What the task asks: Can you output the lines below as a JSON list of strings, one per line with blank lines omitted, beginning at the line that contains "of the shoulder" and continuing through the final line?

Material for the task:
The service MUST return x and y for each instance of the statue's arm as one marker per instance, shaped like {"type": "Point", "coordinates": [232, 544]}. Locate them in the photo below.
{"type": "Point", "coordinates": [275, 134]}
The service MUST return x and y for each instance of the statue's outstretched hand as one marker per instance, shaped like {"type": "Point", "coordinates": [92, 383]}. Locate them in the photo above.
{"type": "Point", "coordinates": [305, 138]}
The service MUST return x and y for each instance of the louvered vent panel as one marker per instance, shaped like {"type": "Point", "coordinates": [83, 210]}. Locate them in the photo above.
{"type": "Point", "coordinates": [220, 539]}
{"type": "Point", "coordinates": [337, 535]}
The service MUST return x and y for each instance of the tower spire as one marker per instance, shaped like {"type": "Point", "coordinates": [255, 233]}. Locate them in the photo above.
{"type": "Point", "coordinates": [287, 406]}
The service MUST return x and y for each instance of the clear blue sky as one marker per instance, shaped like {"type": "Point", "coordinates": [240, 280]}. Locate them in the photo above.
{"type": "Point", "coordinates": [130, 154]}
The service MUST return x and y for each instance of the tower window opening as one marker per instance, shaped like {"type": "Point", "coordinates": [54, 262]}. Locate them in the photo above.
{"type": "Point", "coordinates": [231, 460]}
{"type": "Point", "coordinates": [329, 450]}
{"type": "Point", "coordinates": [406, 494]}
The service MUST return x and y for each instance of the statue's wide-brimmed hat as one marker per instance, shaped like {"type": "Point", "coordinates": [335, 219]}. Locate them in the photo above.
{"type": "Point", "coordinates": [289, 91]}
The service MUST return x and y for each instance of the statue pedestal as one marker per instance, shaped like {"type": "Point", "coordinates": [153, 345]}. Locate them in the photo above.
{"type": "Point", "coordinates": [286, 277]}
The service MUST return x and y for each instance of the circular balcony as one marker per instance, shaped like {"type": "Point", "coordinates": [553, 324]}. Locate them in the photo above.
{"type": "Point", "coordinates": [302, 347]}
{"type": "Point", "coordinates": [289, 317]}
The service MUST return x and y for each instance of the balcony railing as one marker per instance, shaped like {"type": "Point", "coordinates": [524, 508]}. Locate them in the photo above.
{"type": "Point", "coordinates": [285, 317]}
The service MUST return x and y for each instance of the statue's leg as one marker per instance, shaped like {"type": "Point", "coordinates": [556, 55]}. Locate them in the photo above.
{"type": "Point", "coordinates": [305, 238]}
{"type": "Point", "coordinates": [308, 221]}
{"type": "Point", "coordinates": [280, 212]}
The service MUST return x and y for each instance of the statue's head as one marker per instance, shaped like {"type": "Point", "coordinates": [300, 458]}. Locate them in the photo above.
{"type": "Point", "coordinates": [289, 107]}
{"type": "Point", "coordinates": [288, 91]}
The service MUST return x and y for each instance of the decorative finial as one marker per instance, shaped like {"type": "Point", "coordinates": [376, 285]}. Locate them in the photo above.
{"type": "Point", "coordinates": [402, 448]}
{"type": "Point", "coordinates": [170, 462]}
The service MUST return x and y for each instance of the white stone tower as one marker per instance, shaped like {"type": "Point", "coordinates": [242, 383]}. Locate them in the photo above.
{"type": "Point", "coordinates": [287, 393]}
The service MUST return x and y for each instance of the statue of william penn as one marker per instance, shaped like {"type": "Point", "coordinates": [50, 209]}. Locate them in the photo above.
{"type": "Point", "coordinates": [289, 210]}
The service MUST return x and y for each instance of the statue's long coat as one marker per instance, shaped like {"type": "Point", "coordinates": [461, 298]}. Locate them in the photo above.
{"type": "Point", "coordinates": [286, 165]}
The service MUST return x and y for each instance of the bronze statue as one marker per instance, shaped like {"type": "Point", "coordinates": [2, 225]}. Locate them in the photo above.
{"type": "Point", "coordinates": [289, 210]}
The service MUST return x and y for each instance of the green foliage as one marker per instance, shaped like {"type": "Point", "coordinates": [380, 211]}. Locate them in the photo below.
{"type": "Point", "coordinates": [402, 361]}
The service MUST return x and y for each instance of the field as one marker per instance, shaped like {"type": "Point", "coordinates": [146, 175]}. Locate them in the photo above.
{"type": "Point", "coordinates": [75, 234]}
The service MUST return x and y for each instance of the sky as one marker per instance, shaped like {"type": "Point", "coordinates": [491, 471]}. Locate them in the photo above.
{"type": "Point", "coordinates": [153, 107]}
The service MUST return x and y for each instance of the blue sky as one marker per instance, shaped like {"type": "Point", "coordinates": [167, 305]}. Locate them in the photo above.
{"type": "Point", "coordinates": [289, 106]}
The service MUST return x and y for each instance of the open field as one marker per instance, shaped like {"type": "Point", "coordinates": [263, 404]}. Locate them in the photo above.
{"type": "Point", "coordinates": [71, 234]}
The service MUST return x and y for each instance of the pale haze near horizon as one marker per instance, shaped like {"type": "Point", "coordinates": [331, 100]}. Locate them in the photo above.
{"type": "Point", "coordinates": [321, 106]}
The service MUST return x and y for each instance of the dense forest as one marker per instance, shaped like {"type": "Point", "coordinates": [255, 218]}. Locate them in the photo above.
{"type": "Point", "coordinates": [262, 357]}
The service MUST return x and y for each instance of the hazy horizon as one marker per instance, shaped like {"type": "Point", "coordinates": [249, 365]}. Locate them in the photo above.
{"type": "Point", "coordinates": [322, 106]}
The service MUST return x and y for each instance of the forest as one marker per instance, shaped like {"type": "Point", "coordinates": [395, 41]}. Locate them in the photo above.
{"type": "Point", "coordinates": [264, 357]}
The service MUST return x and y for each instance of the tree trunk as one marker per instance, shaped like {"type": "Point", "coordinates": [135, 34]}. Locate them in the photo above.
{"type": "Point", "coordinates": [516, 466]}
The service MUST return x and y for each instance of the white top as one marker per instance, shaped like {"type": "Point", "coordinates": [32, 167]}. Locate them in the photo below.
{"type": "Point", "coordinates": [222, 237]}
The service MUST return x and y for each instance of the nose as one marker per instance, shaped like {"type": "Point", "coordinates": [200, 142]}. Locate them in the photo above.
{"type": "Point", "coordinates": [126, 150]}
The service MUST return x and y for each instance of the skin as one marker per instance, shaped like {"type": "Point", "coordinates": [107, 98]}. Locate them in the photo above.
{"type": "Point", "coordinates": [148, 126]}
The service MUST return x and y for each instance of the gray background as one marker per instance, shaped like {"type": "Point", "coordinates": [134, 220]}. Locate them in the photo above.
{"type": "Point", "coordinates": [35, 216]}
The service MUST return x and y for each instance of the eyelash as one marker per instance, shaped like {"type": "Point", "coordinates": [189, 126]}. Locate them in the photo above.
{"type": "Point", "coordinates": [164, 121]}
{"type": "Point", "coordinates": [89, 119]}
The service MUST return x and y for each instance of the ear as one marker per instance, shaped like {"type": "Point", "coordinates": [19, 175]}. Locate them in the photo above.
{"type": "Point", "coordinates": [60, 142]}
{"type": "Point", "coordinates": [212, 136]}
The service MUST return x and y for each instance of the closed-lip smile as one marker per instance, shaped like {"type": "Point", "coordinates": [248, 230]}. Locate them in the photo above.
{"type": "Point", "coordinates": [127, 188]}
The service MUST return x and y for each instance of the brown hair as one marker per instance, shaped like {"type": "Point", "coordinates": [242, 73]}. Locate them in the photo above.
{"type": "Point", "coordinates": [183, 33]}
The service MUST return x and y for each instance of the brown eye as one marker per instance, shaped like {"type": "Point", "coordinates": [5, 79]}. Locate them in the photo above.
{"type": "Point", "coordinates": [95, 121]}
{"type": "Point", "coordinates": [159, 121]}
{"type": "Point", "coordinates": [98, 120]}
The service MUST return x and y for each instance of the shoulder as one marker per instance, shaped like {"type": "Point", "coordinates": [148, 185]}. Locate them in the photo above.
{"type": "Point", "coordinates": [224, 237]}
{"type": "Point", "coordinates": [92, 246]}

Solved problem:
[
  "The service MUST return x and y for each instance of the shoulder as one marker per instance, shaped like {\"type\": \"Point\", \"coordinates\": [148, 185]}. Locate them in the photo above.",
  "{\"type\": \"Point\", \"coordinates\": [224, 237]}",
  "{\"type\": \"Point\", \"coordinates\": [92, 246]}"
]